- **Requirements**
Your task is to copy every line of this material exactly.

- **Data**
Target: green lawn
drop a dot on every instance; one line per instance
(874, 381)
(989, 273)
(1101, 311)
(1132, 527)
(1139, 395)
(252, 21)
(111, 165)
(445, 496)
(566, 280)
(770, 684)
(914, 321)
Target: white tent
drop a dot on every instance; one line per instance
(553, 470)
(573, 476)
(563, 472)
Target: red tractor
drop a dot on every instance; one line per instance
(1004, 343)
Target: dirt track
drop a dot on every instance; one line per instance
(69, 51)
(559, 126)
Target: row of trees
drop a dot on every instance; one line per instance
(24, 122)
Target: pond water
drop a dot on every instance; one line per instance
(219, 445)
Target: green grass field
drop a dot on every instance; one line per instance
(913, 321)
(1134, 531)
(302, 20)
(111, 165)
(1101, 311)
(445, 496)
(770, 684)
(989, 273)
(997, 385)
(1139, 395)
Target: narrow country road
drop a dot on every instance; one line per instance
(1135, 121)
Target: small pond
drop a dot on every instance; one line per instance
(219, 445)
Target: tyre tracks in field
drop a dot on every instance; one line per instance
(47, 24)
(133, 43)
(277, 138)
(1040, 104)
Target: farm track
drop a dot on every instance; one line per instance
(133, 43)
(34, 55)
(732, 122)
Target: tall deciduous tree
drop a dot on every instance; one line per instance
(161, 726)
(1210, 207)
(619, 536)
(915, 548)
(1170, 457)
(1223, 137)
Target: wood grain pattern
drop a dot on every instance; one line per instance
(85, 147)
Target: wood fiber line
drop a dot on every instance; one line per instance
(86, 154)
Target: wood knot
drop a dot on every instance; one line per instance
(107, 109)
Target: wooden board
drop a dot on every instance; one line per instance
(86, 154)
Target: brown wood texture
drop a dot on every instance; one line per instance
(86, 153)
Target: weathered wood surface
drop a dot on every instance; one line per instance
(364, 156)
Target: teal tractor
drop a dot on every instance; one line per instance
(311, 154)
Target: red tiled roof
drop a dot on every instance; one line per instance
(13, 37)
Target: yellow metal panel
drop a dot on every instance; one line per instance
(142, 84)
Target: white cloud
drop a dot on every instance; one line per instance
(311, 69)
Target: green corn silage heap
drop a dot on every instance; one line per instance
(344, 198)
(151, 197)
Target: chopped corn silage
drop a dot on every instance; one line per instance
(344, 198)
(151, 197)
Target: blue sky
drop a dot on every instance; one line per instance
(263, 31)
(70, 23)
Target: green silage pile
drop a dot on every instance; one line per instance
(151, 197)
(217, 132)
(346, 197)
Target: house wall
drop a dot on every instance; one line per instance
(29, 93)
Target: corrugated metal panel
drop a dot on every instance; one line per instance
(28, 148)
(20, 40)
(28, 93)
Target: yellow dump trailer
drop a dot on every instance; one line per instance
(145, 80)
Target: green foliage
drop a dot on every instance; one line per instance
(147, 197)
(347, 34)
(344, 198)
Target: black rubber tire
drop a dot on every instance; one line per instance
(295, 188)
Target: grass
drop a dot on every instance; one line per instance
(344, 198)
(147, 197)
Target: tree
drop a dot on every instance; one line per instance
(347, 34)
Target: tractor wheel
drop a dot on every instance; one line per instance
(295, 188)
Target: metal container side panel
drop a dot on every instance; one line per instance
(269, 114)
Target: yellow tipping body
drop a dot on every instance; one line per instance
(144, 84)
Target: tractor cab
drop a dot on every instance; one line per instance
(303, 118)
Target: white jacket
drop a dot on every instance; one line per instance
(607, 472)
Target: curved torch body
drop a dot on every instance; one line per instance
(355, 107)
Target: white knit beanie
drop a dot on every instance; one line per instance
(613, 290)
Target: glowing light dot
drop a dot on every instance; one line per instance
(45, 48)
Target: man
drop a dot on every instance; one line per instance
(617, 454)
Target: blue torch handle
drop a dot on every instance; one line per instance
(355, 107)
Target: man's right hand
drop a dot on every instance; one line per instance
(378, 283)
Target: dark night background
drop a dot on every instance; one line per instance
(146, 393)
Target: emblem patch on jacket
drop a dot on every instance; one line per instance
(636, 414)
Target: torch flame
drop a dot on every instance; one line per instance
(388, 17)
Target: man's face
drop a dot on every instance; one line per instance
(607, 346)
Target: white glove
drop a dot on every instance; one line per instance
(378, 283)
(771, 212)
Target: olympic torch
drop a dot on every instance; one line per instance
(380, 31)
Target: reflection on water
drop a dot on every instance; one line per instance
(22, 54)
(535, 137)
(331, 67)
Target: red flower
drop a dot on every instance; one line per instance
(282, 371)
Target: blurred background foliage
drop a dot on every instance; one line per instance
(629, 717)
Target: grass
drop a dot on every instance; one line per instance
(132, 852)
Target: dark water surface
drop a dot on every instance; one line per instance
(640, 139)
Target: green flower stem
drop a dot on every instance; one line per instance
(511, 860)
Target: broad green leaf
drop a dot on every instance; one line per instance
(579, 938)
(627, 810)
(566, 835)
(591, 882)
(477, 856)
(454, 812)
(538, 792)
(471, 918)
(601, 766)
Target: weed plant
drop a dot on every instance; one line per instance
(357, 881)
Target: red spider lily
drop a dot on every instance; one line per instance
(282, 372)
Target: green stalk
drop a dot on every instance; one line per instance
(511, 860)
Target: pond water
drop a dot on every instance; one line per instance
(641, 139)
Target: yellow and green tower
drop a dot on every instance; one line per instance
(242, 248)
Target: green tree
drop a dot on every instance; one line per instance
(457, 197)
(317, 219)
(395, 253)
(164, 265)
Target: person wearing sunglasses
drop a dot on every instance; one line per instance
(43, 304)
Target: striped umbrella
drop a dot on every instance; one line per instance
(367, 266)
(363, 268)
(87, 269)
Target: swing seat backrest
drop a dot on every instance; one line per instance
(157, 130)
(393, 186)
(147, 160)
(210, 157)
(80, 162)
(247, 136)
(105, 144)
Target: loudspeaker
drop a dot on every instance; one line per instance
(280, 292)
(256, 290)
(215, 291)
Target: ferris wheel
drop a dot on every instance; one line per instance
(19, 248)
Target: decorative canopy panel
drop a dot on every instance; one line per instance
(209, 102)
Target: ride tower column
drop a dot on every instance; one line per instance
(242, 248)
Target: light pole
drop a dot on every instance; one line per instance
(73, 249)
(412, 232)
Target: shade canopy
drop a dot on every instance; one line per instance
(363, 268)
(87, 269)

- **Full response**
Target: green lawn
drop a dot on every instance; one line per instance
(874, 381)
(989, 273)
(1101, 311)
(1132, 527)
(1139, 395)
(252, 21)
(111, 165)
(445, 496)
(566, 280)
(770, 684)
(914, 321)
Target: white tent
drop a dot on every instance; one line per instance
(553, 470)
(573, 476)
(563, 472)
Target: red tractor
drop a dot on every instance; one line per instance
(1004, 343)
Target: dirt track
drop a dot on every instance; one line per instance
(69, 51)
(559, 126)
Target: row of trees
drop a dot on every instance; one line per instance
(24, 122)
Target: pond water
drop a dot on every instance; one line per instance
(219, 445)
Target: green grass field
drop a dot on every instance; one line per instance
(913, 321)
(1134, 531)
(302, 20)
(111, 165)
(1101, 311)
(445, 496)
(770, 684)
(989, 273)
(997, 385)
(1139, 395)
Target: narrow country road
drop a dot on every instance; one line per instance
(1135, 121)
Target: small pond
drop a dot on every instance; one line per instance
(219, 445)
Target: tyre tracks in field
drop a dot on every instance; one line per instance
(47, 24)
(133, 43)
(277, 138)
(1040, 104)
Target: farm track
drop a dot on every instance; one line per instance
(133, 43)
(34, 55)
(732, 122)
Target: tall deciduous tree
drop a dot on every instance; one line per instance
(161, 726)
(1210, 207)
(619, 536)
(915, 548)
(1170, 457)
(1223, 137)
Target: wood grain pattern
drop a dot on every instance; one line per instance
(85, 147)
Target: wood fiber line
drop a dot on every instance; one line per instance
(86, 154)
Target: wood knot
drop a dot on every instance; one line per instance
(107, 109)
Target: wooden board
drop a dot on every instance; one line per instance
(86, 154)
Target: brown wood texture
drop a dot on every instance; one line per instance
(86, 153)
Target: weathered wood surface
drop a dot on every instance; one line per instance
(364, 156)
Target: teal tractor
drop a dot on every instance; one line per instance
(311, 154)
Target: red tiled roof
drop a dot on every instance; one line per instance
(13, 37)
Target: yellow metal panel
drop a dot on every instance; one line per instance
(142, 84)
Target: white cloud
drop a dot on every instance; one line per instance
(311, 69)
Target: green corn silage heap
drop a dot on every instance; one line per instance
(344, 198)
(151, 197)
Target: chopped corn silage
drop a dot on every instance; one line per instance
(344, 198)
(151, 197)
Target: blue sky
drop a dot on every instance; one line per instance
(263, 31)
(70, 23)
Target: green silage pile
drop a dot on every instance; one line per instance
(151, 197)
(217, 132)
(346, 197)
Target: house wall
drop a dot on every instance; one line per instance
(29, 93)
Target: corrugated metal panel
drop a dot on every instance; one line per instance
(28, 148)
(20, 40)
(28, 93)
Target: yellow dump trailer
drop a dot on every instance; one line per instance
(145, 80)
Target: green foliage
drop a dot on every instance; one line per instance
(147, 197)
(347, 34)
(344, 198)
Target: black rubber tire
drop a dot on every instance; one line per instance
(295, 188)
Target: grass
drop a dot on every instance; one line per instance
(344, 198)
(147, 197)
Target: tree
drop a dot on every instance; one line per instance
(347, 34)
Target: tractor wheel
drop a dot on every instance; one line per instance
(295, 188)
Target: metal container side panel
drop a dot on every instance; one line per instance
(269, 114)
Target: yellow tipping body
drop a dot on every instance; one line per instance
(144, 84)
Target: tractor cab
drop a dot on every instance; one line per instance
(303, 118)
Target: white jacket
drop a dot on every instance; one line per instance
(607, 472)
Target: curved torch body
drop a dot on every instance; one line per instance
(355, 107)
Target: white knit beanie
drop a dot on every instance; one line per instance
(613, 290)
Target: glowing light dot
drop a dot on every instance; one line per instance
(45, 48)
Target: man
drop a dot on every instance; one line per instance
(617, 454)
Target: blue torch handle
drop a dot on every instance; one line per instance
(355, 107)
Target: man's right hand
drop a dot on every instance; one line per instance
(378, 283)
Target: dark night background
drop a dot on every instance; one line per instance
(146, 393)
Target: emblem patch on jacket
drop a dot on every instance; one line per instance
(636, 414)
Target: torch flame
drop a dot on every instance; one line per instance
(388, 17)
Target: man's face
drop a dot on every instance; one line per instance
(607, 346)
Target: white glove
drop a dot on every instance; one line per instance
(378, 283)
(771, 212)
Target: olympic torch
drop a dot on every instance; one line per instance
(380, 31)
Target: reflection on water
drop a dot on every instance; one line per instance
(22, 54)
(535, 137)
(331, 67)
Target: red flower
drop a dot on every instance; one line per instance
(282, 371)
Target: blurred background foliage
drop a dot on every instance; one line per instance
(629, 717)
Target: grass
drop a dot on every instance; one line per instance
(132, 852)
Target: dark water surface
drop a dot on every instance; one line per instance
(640, 139)
Target: green flower stem
drop a dot on every instance; one line per instance
(511, 860)
Target: broad green leaf
drop a dot on every instance; one line per instance
(579, 938)
(627, 810)
(566, 835)
(591, 882)
(477, 856)
(454, 812)
(538, 792)
(471, 918)
(601, 766)
Target: weed plant
drop a dot on every instance; one line per instance
(357, 881)
Target: red spider lily
drop a dot on every instance; one line per instance
(282, 372)
Target: green stalk
drop a dot on every instance; one line per instance
(511, 860)
Target: pond water
drop a dot on every instance; one line per instance
(641, 139)
Target: yellow and green tower
drop a dot on every instance; one line per instance
(242, 248)
Target: green tree
drop a dot on every instance; one line per instance
(457, 197)
(317, 219)
(395, 253)
(164, 265)
Target: person wearing sunglasses
drop a dot on every instance; one line per instance
(43, 304)
Target: striped umbrella
drop a dot on every instance; one line per instance
(367, 266)
(363, 268)
(87, 269)
Target: swing seat backrest
drop a dot on every instance; one line per instance
(157, 130)
(393, 186)
(147, 160)
(210, 157)
(80, 162)
(247, 136)
(105, 144)
Target: loudspeaker
drop a dot on every instance; one line per instance
(280, 292)
(256, 290)
(215, 291)
Target: ferris wheel
drop a dot on every instance; one line per instance
(19, 248)
Target: decorative canopy panel
drop a dot on every instance; one line per instance
(209, 102)
Target: ride tower column
drop a dot on every instance; one line per instance
(242, 248)
Target: light pole
drop a dot on every instance; one line per instance
(73, 249)
(412, 232)
Target: shade canopy
drop a dot on every instance; one line per instance
(363, 268)
(87, 269)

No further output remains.